| Text block |
The detention and trial of around a dozen women activists, including journalist Hatoon al-Fassi and bloggers Eman al-Nafjan and Nouf Abdulaziz, on charges that include contacts with foreign journalists has also sparked Western outrage.

“A signal of strong political will from the Saudi government is now needed for this damage to begin to be repaired, and we believe that can only be accomplished by serious measures such as the release of all jailed journalists in the country,” said Deloire.

He added that engaging directly with the Saudi authorities was a “necessary step” which succeeded in opening a channel.

The detained journalists include prominent blogger Raif Badawi, who is serving a 10-year sentence for expressing controversial opinions online, and Saleh al-Shehi, a columnist for Arabic-language daily al-Watan who was arrested last year after accusing the royal court of corruption.

| Jobs |
1 – Check each statement against the passage on detained journalists in Saudi Arabia and mark it yes or no, quoting the words that decide it: (a) Raif Badawi is serving a 10-year sentence. (b) Saleh al-Shehi is a columnist for al-Riyadh. (c) Deloire said that engaging directly with the Saudi authorities failed to open a channel.
2 – Name every person mentioned in the passage on detained journalists in Saudi Arabia.
3 – Carry on the passage on detained journalists in Saudi Arabia from its final sentence.

| Record excerpts |
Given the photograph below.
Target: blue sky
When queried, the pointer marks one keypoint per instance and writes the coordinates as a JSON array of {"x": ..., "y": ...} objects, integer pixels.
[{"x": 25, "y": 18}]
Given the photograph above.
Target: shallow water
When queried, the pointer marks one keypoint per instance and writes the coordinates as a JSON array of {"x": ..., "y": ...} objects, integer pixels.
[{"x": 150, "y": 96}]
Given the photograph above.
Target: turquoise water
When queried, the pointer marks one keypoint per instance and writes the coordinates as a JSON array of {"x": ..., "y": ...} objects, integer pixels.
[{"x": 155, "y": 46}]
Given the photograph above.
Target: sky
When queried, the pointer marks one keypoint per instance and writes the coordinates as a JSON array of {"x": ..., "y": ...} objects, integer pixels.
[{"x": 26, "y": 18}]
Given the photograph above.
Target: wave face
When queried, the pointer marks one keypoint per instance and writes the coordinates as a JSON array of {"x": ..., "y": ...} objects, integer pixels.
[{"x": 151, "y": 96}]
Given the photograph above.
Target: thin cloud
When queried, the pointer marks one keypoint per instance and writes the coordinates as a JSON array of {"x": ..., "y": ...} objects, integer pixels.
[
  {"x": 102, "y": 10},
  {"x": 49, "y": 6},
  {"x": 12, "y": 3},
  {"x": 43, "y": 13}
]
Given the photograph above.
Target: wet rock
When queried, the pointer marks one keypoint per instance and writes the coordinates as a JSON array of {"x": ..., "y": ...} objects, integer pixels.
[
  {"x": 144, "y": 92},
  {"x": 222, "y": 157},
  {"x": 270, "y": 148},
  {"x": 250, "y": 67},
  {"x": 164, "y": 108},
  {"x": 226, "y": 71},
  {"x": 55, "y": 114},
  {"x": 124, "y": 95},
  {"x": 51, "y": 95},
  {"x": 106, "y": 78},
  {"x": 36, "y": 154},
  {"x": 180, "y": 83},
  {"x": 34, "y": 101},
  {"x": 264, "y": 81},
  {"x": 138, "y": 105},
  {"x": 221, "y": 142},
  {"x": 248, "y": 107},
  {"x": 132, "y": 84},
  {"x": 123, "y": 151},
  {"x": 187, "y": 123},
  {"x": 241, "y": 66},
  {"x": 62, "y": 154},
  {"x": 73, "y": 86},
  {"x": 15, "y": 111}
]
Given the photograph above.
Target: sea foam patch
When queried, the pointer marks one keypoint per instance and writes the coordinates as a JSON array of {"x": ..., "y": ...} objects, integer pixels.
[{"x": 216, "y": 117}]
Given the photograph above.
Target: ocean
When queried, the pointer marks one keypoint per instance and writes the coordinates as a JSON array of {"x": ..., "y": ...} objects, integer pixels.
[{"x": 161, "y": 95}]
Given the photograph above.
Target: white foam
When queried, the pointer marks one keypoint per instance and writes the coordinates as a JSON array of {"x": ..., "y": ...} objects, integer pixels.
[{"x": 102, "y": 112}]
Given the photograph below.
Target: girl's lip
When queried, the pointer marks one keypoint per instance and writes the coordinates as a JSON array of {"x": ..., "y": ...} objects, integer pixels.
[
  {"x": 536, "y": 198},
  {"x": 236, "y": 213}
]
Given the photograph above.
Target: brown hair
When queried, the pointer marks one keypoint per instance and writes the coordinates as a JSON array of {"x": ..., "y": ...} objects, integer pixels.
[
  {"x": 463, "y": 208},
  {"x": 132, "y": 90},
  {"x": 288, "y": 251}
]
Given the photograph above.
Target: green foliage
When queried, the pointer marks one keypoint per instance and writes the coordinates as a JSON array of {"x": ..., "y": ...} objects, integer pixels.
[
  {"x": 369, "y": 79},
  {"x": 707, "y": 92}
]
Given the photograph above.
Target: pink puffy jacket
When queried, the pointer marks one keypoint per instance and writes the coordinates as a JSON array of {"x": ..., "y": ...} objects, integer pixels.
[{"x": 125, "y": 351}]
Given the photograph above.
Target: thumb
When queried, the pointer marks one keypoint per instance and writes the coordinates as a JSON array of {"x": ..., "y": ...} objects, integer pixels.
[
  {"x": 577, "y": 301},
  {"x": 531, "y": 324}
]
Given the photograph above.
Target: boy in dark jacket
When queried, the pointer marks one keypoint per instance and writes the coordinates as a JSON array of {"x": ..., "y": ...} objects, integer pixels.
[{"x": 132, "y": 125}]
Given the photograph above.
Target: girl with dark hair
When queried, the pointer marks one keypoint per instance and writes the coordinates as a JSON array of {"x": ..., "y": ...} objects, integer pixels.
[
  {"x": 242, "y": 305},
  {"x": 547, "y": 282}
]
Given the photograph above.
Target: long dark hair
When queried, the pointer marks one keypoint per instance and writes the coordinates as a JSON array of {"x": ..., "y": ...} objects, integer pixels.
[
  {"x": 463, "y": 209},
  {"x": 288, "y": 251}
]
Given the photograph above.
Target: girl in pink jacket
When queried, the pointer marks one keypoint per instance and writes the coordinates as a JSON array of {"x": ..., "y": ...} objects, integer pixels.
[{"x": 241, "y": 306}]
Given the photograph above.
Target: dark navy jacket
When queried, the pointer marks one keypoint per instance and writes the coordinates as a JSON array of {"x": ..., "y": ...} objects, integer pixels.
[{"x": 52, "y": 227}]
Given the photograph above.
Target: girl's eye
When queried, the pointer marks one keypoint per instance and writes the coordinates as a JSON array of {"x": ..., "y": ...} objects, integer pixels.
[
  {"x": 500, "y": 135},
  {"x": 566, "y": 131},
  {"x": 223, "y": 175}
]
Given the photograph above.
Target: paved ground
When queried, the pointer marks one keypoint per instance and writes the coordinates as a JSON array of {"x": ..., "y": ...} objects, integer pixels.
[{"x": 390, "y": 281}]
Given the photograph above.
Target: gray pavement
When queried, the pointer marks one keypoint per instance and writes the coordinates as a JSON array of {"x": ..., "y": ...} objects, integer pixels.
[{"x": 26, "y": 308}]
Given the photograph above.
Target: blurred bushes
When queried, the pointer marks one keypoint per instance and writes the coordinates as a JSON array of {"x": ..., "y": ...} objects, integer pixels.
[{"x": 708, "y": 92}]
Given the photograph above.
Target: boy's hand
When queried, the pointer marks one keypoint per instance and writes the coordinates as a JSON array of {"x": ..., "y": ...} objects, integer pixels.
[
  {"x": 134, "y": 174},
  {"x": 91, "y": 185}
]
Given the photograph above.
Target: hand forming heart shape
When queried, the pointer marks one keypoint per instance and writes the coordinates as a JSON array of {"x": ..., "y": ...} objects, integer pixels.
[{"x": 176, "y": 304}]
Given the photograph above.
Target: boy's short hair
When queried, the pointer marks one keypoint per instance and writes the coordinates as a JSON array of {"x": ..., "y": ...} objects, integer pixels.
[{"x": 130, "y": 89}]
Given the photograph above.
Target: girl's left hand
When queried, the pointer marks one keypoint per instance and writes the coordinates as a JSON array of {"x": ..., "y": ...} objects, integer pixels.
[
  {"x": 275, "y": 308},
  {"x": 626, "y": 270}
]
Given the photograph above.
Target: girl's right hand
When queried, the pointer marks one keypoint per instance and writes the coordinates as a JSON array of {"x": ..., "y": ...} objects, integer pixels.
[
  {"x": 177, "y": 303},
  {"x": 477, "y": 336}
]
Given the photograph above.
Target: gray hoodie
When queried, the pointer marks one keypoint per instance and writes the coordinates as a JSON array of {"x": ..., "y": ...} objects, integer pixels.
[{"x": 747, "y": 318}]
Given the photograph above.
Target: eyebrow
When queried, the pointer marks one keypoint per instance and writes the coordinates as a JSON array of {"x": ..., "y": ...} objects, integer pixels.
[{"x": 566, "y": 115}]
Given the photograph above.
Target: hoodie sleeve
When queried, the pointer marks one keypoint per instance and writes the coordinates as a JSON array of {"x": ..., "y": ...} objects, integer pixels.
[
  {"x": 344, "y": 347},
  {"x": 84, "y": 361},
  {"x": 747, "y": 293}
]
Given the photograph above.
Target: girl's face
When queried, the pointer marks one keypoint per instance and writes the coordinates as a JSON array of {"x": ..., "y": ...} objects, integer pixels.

| Final answers |
1 –
(a) Yes: "who is serving a 10-year sentence for expressing controversial opinions online"
(b) No: "a columnist for Arabic-language daily al-Watan"
(c) No: "succeeded in opening a channel"

2 – Hatoon al-Fassi, Eman al-Nafjan, Nouf Abdulaziz, Deloire, Raif Badawi, Saleh al-Shehi

3 –
 

 

1 minute ago, Deranged Rhino said:

 

The Saudis didn’t kill a journalist. 

 

They killed a spook. 

 

A spook who was a jihadist, MB, and tied to Brennan’s IC network in the region (which he inherited from former establishment directors). 

 

As i said then, and say now, calling it a “murder of a journalist” is carrying the water for the enemies of our country, and people of faith all over the region. 

 

What happened to him was spooky, not totalitarian. And spooky things live in shades of gray, not black and white. 

Why do you spread such lies?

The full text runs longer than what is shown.